# [STUDY TEXT]
BEGIN

Custom scopes (for your own APIs)
Section titled “Custom scopes (for your own APIs)”Your applications likely talk to your own backend APIs, not just the platform's. The platform supports tenant-defined custom scopes for that surface.
Roles & scopes → Scope reference → New scope.
Define:
- Name —
payments:read,inventory:write,analytics:export. Conventional shape is<resource>:<verb>; the platform doesn't enforce it but consistency pays off. - Description — what your API treats this scope as granting.
- Category (optional) — for grouping in the picker UI.
Save. The scope is available for:
- Role capability assignment.
- Application allowed-scopes list.
- Bulk imports + management API operations.
How scopes flow at runtime
Section titled “How scopes flow at runtime”- A user with role X has capabilities in role X.
- Capabilities resolve to scope strings.

END

[Collected data]
BEGIN

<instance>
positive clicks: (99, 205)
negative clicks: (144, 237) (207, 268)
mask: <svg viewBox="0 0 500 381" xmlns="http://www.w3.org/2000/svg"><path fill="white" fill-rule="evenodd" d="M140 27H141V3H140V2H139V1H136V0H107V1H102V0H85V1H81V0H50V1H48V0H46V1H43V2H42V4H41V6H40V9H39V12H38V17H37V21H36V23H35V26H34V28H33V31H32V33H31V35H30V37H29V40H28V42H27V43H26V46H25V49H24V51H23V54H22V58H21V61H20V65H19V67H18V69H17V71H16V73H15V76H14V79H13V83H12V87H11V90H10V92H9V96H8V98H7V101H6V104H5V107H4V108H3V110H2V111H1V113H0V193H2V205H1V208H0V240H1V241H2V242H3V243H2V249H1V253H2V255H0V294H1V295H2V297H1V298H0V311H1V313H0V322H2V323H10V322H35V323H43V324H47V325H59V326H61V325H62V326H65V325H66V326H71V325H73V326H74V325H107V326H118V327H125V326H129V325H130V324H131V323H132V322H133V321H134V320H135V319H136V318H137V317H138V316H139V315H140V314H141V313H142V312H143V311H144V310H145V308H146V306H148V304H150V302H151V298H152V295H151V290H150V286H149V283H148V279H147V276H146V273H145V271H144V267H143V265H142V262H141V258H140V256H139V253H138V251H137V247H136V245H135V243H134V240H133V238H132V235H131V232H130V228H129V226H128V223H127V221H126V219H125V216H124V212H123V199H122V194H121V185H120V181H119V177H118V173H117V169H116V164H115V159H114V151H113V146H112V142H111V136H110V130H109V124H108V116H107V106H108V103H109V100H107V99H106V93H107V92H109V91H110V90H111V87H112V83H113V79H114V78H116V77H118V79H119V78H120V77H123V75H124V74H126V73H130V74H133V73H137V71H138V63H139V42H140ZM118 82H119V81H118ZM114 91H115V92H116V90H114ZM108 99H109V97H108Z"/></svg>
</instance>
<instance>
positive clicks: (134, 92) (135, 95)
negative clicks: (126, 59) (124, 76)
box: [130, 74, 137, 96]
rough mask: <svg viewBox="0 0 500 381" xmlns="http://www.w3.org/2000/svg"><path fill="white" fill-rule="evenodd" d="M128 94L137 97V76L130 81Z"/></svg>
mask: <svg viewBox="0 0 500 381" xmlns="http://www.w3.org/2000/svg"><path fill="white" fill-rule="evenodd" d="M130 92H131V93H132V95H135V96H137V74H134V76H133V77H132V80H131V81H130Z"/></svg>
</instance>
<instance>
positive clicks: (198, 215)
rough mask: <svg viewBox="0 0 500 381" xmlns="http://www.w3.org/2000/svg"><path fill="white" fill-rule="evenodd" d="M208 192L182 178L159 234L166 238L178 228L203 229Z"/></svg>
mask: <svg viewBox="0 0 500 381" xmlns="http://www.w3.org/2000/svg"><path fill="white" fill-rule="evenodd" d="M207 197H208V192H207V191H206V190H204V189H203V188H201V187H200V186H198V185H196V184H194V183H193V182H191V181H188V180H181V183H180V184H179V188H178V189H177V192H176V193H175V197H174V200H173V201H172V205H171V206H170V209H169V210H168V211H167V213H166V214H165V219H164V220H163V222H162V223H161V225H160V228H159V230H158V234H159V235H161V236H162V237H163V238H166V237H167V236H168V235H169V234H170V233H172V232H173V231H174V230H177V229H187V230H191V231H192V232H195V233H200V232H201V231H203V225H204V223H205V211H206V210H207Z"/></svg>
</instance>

END

# [WHAT THE EXERCISE ASKS]
Pick up the text on custom scopes after its last line and continue it.

# [RESPONSE AREA]
- On sign-in, the application requests a token with
scope: openid profile email <custom-set>. - The platform intersects: requested scopes ∩ application's allowed scopes ∩ user's capabilities.
- The resulting scope set becomes the token's
scopeclaim. - Your API validates the scope claim before serving each request.
The most-restrictive of the three sets wins. An application can't request what it isn't allowed to request; a user can't be granted scopes their roles don't cover.
Naming conventions
Section titled “Naming conventions”Conventions that pay off:
- Lowercase —
payments:read, neverPayments:Read. <resource>:<verb>— be consistent across your tenant.- Avoid
*—payments:*looks tidy but obscures intent. Define the specific verbs you need. - One concept per scope —
payments:approvenotpayments:approve-and-export. Split when the verbs are separable.
The platform doesn't enforce these; picking and applying a convention saves your future self.
What the platform refuses
Section titled “What the platform refuses”- Scope name with whitespace — scope strings are space-delimited on the wire; whitespace inside one would break parsing.
- Scope name starting with
@— reserved for platform-internal scopes. - Scopes deleted while still in use — the platform refuses deletion if any role or application still references the scope. Remove the references first.